» SHORT TASK: Rewrite the listing below, substituting "vehicle windshield" for every occurrence of "car windshield" and leaving all other text unchanged.

--- Start PROVIDED ENTRIES ---

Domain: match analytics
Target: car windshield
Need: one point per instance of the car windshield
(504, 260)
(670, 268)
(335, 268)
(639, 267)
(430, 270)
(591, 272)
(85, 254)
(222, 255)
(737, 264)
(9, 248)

--- End PROVIDED ENTRIES ---

» TASK RESPONSE:
Domain: match analytics
Target: vehicle windshield
Need: one point per instance of the vehicle windshield
(504, 260)
(670, 268)
(335, 268)
(639, 267)
(430, 270)
(591, 272)
(85, 254)
(222, 255)
(737, 264)
(9, 248)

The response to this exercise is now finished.